• **Exercise**
From the listing below, pull out every line that contains the word "striped". Uppercase and lowercase must match.

• **Listing**
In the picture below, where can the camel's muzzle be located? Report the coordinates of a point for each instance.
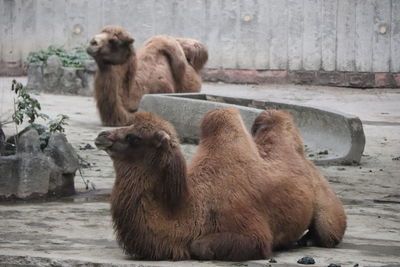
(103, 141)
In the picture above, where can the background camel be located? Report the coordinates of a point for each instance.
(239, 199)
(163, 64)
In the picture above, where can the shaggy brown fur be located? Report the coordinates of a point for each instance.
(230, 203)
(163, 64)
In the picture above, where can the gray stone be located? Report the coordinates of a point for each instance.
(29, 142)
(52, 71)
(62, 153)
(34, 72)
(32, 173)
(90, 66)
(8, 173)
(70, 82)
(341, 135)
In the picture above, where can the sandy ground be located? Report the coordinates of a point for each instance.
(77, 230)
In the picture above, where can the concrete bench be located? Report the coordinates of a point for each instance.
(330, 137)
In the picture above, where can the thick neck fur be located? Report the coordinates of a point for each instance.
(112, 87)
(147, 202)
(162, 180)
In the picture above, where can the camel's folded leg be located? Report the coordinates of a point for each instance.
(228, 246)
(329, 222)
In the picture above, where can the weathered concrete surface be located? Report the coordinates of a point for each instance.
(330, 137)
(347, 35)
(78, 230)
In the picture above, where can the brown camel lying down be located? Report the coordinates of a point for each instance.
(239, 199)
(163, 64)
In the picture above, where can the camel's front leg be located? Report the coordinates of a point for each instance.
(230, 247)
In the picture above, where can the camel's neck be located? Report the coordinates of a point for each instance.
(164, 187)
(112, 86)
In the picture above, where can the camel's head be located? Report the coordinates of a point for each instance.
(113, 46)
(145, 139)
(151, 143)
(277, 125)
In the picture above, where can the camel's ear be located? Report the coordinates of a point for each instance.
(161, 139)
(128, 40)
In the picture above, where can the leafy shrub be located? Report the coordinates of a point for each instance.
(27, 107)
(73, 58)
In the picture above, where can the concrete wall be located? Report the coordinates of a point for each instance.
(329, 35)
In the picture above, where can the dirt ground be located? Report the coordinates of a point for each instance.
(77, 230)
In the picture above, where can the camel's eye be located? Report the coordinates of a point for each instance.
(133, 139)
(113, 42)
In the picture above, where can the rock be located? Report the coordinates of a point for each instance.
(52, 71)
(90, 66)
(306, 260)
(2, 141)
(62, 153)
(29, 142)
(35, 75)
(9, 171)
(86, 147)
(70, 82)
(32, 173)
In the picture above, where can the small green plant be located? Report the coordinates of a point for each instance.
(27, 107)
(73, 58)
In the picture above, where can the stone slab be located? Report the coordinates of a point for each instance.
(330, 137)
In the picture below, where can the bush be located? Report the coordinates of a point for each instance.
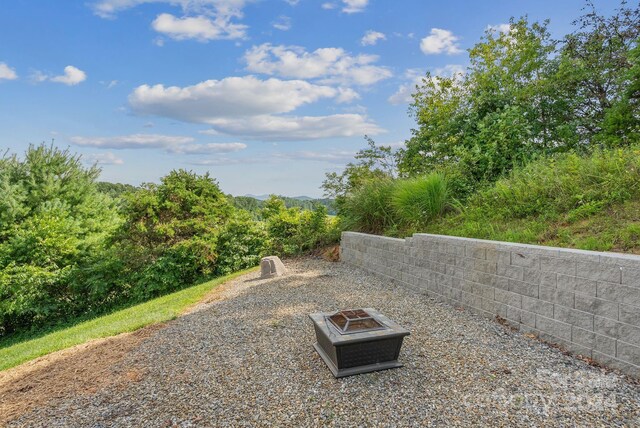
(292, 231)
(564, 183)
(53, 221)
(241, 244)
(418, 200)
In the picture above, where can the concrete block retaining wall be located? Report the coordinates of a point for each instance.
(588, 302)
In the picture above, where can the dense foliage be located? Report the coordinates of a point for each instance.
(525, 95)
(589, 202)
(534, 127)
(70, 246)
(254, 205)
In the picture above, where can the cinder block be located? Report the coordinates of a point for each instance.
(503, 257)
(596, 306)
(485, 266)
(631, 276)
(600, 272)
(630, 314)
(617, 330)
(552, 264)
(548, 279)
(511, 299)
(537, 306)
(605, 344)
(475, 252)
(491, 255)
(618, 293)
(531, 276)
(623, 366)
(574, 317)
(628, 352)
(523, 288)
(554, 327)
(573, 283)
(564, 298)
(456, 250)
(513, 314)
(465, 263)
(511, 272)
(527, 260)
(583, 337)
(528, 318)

...

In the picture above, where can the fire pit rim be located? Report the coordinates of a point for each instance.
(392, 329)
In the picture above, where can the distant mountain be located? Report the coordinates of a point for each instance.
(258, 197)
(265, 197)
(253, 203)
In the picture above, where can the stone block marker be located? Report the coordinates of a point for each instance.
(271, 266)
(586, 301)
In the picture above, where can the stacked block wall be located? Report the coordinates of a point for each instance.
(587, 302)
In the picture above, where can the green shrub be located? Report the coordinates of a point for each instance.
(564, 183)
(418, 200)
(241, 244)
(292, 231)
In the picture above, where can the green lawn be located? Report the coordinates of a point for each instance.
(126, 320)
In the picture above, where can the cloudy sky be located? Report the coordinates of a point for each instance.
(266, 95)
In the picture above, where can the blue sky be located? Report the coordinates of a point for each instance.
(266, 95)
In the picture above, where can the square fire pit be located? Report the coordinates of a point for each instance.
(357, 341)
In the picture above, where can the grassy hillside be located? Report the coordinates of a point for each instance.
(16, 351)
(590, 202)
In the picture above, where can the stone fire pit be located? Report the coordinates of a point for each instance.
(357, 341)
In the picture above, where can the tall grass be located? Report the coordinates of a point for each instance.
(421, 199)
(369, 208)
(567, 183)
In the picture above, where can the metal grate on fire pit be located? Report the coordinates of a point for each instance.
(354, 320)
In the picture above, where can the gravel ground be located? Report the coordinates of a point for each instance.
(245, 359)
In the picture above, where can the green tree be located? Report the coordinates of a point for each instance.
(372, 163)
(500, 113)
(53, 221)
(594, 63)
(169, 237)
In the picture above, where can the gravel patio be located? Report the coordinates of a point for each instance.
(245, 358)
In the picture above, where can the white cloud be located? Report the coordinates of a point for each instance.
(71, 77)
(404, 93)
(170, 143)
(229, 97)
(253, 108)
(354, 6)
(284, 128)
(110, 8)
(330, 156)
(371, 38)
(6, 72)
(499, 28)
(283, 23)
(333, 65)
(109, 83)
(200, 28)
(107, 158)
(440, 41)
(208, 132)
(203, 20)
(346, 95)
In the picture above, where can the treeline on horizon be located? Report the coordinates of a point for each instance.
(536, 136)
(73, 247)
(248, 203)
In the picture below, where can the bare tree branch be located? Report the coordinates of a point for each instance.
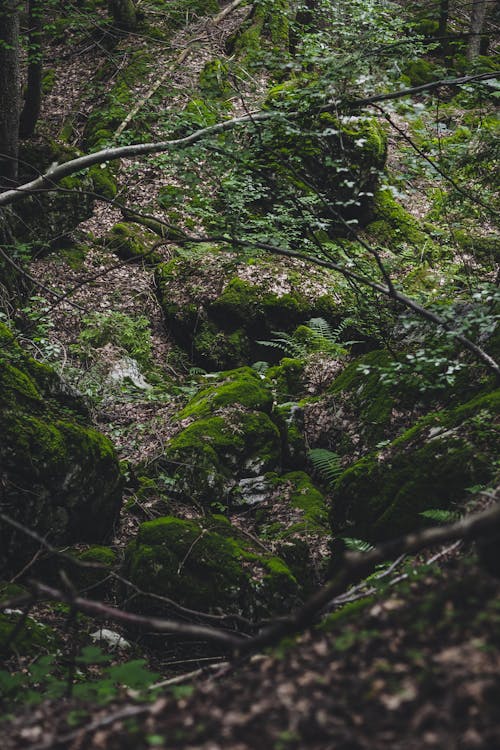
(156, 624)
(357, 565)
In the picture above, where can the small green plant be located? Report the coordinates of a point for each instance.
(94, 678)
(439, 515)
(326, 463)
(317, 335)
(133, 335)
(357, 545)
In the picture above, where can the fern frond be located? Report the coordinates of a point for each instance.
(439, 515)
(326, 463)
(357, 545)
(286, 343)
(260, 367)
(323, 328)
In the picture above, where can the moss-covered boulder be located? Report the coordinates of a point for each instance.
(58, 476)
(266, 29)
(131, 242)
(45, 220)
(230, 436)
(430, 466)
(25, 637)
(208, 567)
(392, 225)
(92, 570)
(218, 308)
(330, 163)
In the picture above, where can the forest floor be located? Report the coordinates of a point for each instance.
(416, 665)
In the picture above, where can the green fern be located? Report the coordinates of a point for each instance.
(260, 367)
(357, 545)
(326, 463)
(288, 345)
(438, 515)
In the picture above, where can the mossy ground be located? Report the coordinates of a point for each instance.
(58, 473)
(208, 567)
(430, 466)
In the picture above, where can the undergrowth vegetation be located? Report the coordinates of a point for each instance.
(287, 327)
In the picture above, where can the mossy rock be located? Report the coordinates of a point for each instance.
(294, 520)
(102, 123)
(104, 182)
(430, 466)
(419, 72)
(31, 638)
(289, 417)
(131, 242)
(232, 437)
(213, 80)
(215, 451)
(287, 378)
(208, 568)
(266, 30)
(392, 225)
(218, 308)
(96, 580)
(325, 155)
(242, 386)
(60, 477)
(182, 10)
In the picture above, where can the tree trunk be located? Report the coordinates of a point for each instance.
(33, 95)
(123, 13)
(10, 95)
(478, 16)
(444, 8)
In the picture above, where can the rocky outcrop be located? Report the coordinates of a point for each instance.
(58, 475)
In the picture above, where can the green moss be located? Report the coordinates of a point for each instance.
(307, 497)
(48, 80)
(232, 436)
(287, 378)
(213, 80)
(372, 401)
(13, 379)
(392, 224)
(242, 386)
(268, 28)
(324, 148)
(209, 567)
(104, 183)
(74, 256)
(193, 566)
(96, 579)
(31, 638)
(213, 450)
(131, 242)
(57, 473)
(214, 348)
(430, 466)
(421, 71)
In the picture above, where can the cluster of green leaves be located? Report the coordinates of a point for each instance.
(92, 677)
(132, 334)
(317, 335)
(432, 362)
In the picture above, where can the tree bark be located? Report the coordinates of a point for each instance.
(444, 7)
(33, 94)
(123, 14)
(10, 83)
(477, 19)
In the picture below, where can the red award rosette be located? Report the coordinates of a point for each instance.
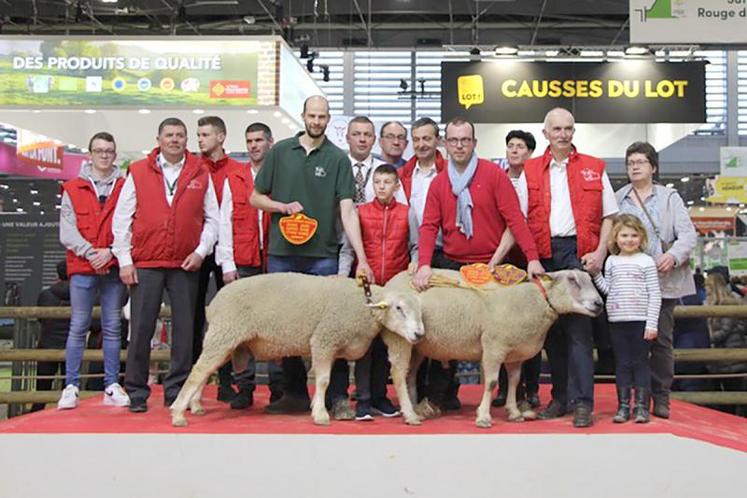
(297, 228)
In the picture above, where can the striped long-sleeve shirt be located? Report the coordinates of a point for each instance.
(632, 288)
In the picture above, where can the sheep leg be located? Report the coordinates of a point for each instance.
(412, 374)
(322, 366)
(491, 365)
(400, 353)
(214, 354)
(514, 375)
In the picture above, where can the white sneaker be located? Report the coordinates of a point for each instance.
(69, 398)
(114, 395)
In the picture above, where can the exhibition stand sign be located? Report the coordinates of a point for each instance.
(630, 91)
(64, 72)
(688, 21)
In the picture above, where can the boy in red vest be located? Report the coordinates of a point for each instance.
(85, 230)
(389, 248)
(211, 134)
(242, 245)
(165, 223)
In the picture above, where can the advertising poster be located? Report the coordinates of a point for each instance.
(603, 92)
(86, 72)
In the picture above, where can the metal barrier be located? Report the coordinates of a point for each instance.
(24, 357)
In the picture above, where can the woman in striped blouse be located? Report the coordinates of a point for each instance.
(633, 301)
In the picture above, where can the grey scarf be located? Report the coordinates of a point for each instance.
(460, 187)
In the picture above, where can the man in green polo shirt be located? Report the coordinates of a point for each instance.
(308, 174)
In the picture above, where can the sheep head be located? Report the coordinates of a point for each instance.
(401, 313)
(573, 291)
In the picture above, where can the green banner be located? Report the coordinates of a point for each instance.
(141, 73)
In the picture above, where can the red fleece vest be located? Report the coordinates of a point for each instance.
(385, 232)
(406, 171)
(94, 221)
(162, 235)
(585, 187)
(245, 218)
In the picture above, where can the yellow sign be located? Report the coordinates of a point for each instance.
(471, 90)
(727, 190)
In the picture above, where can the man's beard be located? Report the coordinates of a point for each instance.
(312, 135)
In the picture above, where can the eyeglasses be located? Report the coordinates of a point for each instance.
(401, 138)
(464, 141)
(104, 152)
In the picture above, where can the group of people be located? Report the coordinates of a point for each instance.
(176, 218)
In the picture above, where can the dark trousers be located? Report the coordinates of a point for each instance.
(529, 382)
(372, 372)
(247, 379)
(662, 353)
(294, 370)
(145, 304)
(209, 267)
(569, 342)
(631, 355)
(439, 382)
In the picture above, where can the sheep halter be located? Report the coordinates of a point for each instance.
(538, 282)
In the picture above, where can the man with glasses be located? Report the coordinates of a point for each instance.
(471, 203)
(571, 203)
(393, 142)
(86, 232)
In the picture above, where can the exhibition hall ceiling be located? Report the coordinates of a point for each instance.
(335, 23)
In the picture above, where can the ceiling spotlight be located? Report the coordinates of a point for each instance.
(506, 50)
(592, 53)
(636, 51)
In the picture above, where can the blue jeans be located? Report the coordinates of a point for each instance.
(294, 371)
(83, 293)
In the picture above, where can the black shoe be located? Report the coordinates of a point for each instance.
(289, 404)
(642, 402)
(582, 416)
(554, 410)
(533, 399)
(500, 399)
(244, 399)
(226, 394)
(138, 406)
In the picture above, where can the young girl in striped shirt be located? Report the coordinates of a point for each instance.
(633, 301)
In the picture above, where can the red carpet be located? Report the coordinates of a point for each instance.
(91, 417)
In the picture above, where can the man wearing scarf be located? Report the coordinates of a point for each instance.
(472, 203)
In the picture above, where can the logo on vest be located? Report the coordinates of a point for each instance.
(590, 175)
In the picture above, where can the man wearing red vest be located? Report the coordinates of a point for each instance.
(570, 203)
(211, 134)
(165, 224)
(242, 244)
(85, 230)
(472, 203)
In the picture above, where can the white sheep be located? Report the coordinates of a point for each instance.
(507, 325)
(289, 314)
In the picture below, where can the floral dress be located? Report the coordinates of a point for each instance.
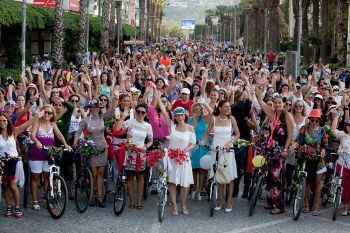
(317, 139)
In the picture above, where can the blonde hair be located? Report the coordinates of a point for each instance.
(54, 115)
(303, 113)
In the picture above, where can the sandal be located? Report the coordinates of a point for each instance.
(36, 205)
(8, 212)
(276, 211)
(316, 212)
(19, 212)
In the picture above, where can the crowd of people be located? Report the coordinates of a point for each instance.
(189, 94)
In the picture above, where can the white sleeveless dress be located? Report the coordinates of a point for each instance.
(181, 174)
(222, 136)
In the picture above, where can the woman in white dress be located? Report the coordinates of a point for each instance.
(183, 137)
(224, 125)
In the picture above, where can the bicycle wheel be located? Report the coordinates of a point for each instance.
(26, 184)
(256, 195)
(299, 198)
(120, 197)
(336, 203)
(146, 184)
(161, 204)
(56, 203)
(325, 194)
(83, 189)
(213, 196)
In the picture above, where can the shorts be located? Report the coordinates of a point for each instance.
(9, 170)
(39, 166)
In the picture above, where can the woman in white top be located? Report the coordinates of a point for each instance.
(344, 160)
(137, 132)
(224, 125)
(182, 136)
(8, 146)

• **Exercise solution**
In the picture above, where can the striped long-sleeve shirt be located? Report the coordinates of a point for each instance.
In the picture above, where can the woman in striped blouse be located? Report the coordinates of a point for each instance.
In the picture above, where can the young girl in striped shirt be located? Report the coordinates of a point for each instance.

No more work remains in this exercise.